EXERCISE OBJECTIVE: Tell how many lines in these records contain the string "drop", with only the number as the reply.

INFORMATION:
====================

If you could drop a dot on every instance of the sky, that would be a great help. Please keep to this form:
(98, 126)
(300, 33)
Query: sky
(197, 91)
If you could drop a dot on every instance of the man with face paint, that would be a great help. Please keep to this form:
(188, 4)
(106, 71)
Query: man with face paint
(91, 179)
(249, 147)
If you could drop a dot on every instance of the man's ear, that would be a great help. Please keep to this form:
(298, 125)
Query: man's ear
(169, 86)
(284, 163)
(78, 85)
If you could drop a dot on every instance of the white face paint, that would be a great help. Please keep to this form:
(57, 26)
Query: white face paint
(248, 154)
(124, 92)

====================

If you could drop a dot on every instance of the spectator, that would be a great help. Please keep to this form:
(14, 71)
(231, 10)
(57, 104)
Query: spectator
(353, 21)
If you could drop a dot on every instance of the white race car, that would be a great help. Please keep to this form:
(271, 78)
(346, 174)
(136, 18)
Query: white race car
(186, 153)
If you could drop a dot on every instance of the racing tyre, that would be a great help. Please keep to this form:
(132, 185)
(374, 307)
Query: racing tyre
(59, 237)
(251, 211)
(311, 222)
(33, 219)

====================

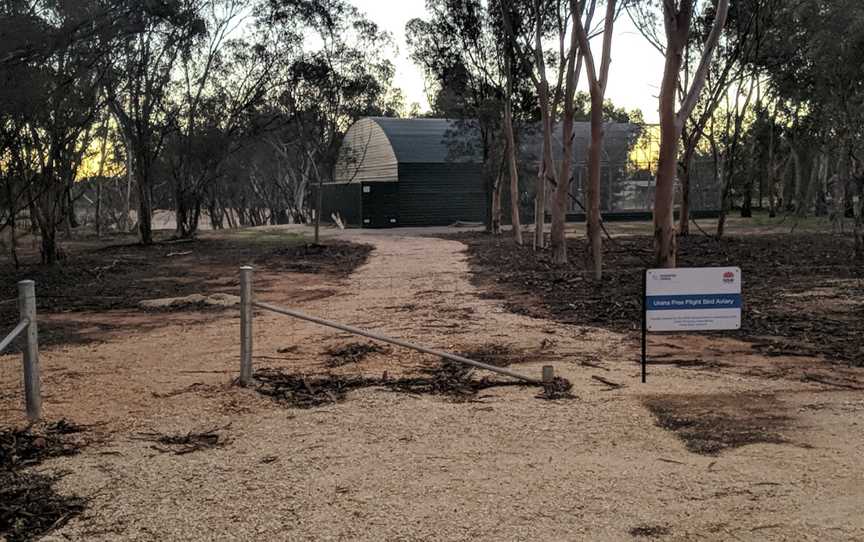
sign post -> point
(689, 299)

====================

RESPONSE TO THE EXERCISE: 7